▸ Work order: From the data below, please reproduce exactly everything from the line that contains "column 409, row 337" down to the line that contains "of the blonde", with both ends included.

▸ Data to examine:
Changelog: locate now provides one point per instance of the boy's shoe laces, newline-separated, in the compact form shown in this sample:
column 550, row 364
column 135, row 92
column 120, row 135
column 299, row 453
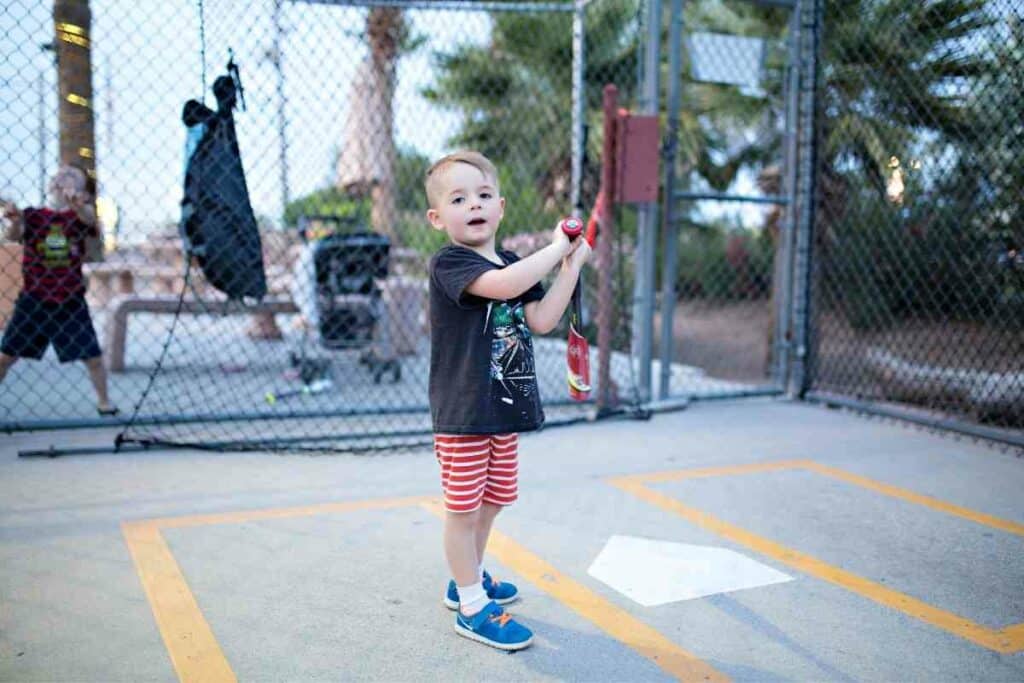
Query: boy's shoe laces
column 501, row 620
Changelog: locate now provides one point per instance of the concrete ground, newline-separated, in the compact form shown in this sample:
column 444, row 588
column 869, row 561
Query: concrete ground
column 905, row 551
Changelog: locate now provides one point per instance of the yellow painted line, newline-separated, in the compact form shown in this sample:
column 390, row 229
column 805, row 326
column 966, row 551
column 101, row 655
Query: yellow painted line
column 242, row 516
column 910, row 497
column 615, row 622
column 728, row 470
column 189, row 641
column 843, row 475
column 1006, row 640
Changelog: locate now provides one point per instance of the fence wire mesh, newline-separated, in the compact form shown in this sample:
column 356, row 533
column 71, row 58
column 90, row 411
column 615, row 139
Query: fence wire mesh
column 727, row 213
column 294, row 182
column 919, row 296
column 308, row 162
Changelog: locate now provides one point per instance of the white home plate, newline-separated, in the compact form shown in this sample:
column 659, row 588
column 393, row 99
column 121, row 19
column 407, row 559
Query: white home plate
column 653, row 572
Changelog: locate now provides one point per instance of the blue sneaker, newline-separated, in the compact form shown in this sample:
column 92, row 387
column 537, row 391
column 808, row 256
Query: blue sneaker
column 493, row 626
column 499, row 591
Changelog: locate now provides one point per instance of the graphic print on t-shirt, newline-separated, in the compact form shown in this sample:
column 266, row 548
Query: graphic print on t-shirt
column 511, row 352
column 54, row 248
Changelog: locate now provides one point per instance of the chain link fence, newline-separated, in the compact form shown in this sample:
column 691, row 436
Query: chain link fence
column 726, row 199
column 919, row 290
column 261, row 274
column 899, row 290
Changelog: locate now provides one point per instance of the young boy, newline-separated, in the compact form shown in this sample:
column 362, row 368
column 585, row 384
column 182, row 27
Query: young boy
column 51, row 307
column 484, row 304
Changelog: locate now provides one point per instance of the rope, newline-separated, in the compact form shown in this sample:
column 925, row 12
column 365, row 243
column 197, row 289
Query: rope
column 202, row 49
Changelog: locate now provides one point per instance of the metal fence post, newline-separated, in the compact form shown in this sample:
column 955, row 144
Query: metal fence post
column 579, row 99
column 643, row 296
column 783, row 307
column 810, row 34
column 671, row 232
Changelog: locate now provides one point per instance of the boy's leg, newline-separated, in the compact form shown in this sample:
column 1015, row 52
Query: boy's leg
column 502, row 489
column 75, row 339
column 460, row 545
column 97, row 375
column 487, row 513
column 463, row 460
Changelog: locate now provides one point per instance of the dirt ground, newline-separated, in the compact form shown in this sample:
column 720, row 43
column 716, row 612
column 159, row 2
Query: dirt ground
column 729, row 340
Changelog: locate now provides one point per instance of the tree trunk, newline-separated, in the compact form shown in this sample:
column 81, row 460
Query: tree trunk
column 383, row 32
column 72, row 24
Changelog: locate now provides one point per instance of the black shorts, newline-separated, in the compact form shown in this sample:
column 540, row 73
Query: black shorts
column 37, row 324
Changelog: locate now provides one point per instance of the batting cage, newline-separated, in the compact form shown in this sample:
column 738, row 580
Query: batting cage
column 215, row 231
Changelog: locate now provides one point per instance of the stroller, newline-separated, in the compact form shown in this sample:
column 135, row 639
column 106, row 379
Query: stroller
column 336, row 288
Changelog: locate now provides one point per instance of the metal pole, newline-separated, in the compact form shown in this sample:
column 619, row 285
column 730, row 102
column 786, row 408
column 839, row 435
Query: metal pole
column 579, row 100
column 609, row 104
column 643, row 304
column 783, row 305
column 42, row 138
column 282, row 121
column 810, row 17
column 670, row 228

...

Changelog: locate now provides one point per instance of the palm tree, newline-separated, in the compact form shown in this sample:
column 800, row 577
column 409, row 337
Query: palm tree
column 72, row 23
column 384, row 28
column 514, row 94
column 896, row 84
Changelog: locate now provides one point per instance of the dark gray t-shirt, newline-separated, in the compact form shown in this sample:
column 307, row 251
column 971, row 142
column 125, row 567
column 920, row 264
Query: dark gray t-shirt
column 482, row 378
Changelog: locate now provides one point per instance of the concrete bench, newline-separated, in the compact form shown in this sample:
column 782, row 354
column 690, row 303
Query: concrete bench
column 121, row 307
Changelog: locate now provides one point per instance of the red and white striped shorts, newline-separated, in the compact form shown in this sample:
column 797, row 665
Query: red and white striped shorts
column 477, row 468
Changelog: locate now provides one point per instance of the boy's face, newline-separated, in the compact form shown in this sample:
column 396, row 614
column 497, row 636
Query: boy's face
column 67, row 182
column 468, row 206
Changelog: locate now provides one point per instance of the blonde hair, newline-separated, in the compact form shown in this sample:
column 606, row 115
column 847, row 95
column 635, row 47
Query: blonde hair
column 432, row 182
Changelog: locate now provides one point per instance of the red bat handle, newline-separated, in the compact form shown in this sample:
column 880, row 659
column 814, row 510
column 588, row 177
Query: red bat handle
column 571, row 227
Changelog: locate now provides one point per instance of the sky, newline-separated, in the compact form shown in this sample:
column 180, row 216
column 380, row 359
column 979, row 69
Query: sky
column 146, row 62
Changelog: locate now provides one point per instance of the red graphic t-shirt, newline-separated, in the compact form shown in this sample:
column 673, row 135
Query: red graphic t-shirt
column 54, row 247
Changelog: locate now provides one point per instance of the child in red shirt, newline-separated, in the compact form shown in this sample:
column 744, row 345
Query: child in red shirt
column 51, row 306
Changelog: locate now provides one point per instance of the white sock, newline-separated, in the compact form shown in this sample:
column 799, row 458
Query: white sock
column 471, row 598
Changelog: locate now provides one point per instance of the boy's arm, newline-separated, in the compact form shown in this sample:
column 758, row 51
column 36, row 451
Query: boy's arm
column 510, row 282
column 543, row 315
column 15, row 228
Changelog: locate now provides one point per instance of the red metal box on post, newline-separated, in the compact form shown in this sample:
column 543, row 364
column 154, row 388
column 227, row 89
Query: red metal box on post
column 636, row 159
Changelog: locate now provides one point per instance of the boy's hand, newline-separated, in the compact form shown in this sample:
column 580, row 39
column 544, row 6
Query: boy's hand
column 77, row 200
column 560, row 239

▸ Written answer:
column 409, row 337
Query: palm tree
column 72, row 23
column 384, row 28
column 514, row 94
column 896, row 84
Changelog: locate now provides one point per instance of the dark gray t-shirt, newline-separated, in the compact form shown in this sample:
column 307, row 251
column 971, row 142
column 125, row 567
column 920, row 264
Query: dark gray t-shirt
column 482, row 378
Changelog: locate now provides one point per instance of the concrete bench, newline-separated, in the compact form shown in this sample:
column 782, row 354
column 690, row 303
Query: concrete bench
column 121, row 307
Changelog: locate now provides one point per instance of the red and white striped shorts, newline-separated, in the compact form shown in this sample:
column 797, row 665
Query: red and white striped shorts
column 477, row 468
Changelog: locate now provides one point per instance of the boy's face, newline-separated, in the compact form shown in this sample:
column 396, row 614
column 497, row 636
Query: boy's face
column 67, row 182
column 468, row 206
Changelog: locate now provides one point per instance of the blonde hair, newline-separated, in the compact form shown in this sample:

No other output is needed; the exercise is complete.